# Exercise task
Reproduce without alteration the lines from the one containing "the man playing double" through the one containing "pixel 283 425", both included.

# Information supplied
------------------------------------------------------------

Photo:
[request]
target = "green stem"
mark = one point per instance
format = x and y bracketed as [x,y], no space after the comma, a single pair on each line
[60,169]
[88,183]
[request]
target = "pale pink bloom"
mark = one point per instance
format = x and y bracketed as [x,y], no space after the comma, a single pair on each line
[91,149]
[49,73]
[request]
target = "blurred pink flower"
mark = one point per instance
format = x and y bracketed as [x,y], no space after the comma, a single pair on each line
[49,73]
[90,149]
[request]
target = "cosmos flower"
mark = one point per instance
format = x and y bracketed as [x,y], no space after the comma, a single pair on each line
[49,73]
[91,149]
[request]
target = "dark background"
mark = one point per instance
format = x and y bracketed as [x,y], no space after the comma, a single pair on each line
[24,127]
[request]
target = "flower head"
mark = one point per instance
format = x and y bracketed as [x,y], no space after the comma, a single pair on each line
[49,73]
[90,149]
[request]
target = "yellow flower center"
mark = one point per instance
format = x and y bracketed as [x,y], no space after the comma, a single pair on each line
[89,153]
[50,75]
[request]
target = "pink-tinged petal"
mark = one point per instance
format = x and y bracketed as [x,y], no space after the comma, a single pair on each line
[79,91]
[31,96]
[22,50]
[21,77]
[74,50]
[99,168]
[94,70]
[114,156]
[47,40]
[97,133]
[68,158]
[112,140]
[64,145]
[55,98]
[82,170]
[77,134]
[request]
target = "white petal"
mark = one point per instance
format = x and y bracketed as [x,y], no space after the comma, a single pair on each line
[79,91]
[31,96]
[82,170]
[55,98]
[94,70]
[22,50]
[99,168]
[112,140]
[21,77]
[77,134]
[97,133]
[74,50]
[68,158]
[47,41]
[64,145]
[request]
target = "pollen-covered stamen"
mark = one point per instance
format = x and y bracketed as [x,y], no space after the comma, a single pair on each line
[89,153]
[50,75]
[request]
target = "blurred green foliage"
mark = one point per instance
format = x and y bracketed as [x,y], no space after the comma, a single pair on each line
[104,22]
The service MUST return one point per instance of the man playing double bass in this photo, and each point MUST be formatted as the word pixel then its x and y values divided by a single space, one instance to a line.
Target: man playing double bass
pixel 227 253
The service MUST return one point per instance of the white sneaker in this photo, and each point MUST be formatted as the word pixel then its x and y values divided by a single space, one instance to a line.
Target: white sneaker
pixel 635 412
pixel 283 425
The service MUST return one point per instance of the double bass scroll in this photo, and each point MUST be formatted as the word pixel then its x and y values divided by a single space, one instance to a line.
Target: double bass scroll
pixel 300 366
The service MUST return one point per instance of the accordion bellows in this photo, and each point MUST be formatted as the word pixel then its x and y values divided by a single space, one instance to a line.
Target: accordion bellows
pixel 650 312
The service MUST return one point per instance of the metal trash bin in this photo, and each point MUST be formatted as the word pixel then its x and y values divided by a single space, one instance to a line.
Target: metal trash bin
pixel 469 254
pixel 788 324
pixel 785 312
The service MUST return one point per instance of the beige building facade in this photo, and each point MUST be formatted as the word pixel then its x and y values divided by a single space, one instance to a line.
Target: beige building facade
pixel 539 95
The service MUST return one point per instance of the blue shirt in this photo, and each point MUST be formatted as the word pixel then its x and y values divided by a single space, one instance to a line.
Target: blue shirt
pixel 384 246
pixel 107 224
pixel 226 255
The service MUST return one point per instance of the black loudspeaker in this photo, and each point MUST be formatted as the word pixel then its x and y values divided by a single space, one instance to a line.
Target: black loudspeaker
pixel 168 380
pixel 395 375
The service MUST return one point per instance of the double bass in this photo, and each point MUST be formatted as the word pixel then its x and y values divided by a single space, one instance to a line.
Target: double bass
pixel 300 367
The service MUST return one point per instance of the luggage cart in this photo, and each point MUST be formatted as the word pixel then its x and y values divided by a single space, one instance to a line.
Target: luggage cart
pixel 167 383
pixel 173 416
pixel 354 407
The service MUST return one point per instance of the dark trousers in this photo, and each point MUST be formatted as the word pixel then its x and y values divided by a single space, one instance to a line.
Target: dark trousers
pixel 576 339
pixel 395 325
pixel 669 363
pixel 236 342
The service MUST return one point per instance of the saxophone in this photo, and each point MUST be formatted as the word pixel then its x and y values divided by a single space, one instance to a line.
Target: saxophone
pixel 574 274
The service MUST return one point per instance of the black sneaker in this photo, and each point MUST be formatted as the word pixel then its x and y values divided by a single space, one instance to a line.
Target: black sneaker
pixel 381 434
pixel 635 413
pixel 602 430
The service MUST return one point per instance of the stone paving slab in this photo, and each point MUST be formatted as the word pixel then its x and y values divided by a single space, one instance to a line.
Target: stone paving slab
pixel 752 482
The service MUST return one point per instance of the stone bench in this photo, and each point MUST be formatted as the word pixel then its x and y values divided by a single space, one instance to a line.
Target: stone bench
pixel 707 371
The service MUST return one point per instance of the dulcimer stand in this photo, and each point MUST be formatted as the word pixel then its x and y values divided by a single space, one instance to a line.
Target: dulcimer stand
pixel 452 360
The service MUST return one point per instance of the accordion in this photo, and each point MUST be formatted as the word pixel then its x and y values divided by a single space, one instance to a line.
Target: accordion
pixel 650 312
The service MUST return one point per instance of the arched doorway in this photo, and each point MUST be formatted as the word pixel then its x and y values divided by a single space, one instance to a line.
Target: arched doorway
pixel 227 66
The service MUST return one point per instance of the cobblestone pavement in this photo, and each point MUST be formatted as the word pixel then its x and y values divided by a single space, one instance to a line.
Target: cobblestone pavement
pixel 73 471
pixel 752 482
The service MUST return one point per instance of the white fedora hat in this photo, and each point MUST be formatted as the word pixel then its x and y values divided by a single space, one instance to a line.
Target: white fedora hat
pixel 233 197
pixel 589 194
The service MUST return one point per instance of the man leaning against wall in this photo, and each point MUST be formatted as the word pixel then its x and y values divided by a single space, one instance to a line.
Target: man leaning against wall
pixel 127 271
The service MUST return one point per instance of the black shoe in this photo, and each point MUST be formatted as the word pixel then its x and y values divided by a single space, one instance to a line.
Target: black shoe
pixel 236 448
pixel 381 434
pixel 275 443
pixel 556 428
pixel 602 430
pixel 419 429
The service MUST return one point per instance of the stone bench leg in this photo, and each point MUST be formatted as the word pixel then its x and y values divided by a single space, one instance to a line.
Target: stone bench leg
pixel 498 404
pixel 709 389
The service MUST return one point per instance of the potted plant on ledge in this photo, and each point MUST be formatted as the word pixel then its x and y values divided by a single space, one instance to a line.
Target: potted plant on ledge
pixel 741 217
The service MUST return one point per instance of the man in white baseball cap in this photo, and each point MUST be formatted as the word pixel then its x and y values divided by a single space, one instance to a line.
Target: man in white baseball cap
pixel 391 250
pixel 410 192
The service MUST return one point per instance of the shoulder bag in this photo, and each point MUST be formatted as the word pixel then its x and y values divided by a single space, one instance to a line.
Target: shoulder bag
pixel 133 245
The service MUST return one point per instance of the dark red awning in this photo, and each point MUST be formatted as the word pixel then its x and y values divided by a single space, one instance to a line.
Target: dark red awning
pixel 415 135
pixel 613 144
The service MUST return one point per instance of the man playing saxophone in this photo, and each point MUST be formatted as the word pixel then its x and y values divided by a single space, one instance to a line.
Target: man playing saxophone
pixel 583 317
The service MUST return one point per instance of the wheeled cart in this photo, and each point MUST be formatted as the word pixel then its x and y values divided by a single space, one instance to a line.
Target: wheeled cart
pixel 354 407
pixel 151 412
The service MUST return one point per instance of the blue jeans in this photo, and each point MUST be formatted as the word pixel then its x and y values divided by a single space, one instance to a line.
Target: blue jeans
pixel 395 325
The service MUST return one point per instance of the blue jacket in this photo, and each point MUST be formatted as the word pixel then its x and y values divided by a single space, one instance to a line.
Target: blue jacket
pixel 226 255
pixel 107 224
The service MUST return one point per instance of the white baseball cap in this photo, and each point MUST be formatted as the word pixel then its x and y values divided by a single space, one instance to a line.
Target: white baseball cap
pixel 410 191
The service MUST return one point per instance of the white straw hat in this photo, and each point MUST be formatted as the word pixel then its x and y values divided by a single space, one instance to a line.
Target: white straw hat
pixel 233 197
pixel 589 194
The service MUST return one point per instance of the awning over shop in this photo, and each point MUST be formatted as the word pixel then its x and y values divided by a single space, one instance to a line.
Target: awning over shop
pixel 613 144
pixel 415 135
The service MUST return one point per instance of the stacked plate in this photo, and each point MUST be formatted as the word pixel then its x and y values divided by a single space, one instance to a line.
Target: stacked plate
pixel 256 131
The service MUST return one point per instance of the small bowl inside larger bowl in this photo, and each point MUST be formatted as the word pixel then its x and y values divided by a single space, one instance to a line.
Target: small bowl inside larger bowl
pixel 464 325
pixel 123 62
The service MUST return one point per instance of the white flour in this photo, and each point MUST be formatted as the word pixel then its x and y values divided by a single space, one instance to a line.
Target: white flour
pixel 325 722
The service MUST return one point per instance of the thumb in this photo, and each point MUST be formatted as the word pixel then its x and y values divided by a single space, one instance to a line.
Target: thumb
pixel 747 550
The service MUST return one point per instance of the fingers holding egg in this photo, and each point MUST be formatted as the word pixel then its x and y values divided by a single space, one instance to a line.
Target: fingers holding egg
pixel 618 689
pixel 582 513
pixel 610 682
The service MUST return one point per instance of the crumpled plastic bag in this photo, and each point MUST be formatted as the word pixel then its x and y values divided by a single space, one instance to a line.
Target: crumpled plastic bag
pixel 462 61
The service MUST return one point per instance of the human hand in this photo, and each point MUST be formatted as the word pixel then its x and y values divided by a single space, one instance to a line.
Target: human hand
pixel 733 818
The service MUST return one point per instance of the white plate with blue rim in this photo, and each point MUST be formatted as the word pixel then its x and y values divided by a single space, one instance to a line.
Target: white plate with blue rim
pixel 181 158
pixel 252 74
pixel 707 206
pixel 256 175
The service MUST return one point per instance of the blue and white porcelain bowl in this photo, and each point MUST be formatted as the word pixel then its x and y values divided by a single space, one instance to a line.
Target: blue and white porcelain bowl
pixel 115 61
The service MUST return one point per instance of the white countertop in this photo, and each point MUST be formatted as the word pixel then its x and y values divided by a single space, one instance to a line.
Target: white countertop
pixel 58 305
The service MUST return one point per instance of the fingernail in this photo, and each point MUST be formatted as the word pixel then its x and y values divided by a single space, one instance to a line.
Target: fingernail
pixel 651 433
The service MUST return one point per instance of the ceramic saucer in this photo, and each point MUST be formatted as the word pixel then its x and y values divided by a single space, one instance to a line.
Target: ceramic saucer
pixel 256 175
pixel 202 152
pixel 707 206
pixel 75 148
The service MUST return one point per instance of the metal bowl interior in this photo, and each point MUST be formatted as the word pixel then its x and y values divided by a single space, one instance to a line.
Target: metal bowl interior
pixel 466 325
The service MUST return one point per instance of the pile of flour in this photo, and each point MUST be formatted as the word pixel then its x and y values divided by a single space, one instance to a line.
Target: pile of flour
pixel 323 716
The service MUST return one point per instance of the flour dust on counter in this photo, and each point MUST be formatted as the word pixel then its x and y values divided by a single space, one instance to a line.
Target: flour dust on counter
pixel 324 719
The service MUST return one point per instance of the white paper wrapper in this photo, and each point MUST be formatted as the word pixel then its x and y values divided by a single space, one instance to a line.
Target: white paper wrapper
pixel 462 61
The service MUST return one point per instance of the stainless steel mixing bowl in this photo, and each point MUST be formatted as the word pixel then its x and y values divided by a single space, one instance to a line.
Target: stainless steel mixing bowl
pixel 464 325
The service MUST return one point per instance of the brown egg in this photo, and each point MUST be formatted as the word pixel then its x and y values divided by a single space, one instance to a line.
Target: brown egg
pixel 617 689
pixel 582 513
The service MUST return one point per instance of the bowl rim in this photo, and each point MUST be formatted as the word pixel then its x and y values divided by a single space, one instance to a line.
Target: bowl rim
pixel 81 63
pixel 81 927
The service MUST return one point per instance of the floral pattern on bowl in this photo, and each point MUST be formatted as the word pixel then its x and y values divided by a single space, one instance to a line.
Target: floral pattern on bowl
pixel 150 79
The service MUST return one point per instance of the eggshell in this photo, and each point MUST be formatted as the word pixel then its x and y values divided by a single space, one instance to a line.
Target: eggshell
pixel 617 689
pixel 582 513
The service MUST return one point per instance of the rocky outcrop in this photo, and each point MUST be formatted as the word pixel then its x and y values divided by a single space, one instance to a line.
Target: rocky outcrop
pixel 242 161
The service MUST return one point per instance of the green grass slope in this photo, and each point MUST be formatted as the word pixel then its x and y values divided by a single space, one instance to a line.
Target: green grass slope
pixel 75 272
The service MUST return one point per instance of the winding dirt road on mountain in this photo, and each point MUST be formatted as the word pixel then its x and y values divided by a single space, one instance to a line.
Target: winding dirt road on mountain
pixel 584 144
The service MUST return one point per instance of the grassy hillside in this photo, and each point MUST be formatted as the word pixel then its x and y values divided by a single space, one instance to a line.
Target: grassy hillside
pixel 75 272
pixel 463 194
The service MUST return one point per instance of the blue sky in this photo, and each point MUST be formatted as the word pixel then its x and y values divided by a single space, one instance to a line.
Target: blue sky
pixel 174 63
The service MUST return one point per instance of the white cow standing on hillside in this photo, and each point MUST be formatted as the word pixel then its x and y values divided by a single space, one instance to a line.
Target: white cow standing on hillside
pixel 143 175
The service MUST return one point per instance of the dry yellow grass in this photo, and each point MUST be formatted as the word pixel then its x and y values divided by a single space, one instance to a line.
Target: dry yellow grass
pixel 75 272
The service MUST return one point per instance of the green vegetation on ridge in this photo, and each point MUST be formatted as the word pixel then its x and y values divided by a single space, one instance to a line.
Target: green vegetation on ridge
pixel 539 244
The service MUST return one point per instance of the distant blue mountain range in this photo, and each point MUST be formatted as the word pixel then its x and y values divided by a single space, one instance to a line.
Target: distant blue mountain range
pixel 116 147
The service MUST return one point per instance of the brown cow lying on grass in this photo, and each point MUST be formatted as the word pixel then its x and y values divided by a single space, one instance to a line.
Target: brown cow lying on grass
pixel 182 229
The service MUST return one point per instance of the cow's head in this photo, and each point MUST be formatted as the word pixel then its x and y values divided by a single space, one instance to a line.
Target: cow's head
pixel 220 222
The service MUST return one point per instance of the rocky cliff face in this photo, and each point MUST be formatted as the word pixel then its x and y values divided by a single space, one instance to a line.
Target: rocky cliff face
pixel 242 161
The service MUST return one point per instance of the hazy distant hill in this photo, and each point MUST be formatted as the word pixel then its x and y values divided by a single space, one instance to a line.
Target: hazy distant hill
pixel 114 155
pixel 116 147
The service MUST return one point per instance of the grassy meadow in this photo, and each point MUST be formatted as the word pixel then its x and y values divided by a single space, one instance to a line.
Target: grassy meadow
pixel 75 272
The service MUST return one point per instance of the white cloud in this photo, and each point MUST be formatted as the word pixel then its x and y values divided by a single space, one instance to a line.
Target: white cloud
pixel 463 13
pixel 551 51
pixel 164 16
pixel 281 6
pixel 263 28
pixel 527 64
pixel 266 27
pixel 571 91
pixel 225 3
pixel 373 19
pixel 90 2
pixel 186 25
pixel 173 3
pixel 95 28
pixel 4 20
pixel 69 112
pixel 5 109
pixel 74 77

------------------------------------------------------------

# Exercise response
The service MUST return one point per instance of the man playing double bass in this photo, and each point MUST be formatted as the word pixel then its x and y values divided by a single space, one instance to a line.
Target: man playing double bass
pixel 227 253
The service MUST return one point per instance of the white sneaker in this photo, and each point MUST be formatted as the word pixel then its x and y values divided by a single space, one instance to a line.
Target: white sneaker
pixel 635 412
pixel 283 425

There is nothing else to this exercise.